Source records
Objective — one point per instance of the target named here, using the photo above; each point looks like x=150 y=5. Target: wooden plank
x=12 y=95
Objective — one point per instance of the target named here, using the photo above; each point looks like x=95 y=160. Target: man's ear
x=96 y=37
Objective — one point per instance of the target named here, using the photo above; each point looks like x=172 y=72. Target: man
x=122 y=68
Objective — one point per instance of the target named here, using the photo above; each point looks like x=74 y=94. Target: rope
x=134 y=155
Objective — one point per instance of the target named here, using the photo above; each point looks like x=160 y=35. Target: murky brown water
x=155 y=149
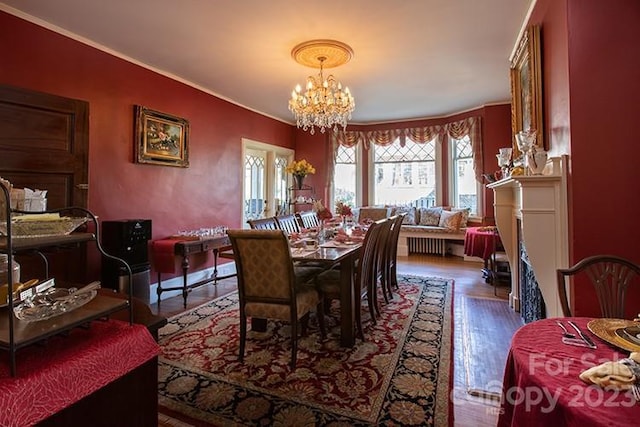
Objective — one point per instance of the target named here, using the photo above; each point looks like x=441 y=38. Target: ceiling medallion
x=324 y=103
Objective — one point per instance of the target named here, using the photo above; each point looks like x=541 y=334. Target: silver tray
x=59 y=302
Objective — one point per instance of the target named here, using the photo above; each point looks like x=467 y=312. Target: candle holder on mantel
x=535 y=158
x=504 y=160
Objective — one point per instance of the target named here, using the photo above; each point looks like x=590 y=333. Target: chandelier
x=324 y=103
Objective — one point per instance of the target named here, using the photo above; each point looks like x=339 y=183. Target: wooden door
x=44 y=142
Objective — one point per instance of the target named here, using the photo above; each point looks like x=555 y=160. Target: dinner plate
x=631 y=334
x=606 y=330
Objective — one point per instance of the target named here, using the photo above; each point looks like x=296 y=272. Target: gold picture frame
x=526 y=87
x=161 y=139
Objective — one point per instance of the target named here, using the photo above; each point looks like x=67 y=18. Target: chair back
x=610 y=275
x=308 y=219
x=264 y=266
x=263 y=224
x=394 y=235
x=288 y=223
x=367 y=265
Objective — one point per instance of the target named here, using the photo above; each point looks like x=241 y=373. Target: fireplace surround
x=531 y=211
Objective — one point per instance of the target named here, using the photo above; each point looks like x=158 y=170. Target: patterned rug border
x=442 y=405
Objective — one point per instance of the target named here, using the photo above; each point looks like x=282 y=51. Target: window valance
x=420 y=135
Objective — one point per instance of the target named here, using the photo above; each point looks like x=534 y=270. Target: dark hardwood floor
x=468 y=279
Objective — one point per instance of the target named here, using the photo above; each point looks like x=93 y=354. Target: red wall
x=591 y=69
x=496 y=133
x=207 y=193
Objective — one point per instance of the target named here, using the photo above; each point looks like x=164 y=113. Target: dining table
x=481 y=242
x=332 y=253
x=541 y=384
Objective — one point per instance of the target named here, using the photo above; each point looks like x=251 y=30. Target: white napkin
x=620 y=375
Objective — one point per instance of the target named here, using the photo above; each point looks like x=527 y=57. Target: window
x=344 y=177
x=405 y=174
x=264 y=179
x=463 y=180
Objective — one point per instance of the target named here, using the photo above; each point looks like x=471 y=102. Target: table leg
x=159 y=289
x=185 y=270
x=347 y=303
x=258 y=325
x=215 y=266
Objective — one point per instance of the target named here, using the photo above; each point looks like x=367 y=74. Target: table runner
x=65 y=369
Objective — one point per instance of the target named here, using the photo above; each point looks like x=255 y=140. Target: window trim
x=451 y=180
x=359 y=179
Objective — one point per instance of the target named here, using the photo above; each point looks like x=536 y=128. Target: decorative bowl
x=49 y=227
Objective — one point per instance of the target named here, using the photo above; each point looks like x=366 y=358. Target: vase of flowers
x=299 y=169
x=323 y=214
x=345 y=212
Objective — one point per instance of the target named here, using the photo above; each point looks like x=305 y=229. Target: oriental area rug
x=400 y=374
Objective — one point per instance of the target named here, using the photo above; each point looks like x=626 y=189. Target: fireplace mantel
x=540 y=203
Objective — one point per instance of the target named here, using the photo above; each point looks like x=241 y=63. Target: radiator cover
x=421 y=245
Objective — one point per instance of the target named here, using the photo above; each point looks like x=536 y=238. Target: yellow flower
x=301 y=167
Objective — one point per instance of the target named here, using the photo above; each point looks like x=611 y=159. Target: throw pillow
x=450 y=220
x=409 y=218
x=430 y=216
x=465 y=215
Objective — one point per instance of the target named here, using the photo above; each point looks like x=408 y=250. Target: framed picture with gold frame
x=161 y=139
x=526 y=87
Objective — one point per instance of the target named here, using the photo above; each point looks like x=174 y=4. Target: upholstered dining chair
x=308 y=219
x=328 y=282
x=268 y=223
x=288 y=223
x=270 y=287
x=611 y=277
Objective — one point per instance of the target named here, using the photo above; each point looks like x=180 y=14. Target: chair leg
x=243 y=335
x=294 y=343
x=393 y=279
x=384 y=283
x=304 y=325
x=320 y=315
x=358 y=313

---

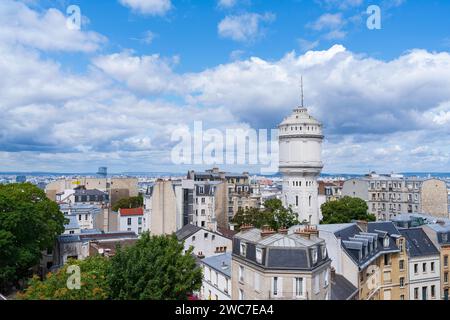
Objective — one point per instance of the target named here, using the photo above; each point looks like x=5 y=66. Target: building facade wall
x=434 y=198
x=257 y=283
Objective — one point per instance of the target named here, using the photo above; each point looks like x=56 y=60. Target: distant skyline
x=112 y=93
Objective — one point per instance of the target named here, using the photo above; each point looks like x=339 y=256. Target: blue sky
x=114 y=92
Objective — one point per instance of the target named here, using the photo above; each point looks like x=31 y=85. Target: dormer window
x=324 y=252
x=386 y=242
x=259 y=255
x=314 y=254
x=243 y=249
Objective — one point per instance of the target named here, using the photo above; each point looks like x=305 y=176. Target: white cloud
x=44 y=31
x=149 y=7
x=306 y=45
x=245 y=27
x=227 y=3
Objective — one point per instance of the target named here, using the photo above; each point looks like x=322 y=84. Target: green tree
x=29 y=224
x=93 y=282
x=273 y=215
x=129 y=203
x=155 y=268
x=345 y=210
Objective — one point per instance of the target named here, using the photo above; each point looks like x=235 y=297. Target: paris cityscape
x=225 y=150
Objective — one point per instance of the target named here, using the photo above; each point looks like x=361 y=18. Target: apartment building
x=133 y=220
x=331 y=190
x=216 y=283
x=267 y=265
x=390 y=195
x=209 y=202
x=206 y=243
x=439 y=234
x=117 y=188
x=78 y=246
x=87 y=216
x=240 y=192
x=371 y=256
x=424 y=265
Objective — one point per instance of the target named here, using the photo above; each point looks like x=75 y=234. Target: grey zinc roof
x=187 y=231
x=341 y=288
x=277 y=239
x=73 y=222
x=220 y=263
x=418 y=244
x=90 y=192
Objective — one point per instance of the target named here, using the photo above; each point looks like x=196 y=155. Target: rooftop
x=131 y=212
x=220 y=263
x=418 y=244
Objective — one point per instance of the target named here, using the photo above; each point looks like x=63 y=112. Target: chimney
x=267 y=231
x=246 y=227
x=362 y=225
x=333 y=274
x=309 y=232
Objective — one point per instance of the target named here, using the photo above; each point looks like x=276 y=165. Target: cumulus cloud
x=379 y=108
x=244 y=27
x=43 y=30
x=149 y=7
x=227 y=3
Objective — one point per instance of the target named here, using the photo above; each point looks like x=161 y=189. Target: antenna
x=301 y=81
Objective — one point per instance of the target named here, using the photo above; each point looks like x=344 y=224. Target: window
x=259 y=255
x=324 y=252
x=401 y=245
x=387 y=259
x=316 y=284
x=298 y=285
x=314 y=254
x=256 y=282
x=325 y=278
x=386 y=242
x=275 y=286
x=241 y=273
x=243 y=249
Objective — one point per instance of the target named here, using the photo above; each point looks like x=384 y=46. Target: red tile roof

- GIVEN INSTRUCTION: Recast the entries as a numbered list, running from the line with "Target: dinner plate" up to and including the line with "x=606 y=330". Leave out any blank lines.

- SOLVED EXERCISE:
1. Objective — one point per instance of the target named here, using the photo above; each point looks like x=555 y=160. Target: dinner plate
2. x=631 y=334
3. x=606 y=330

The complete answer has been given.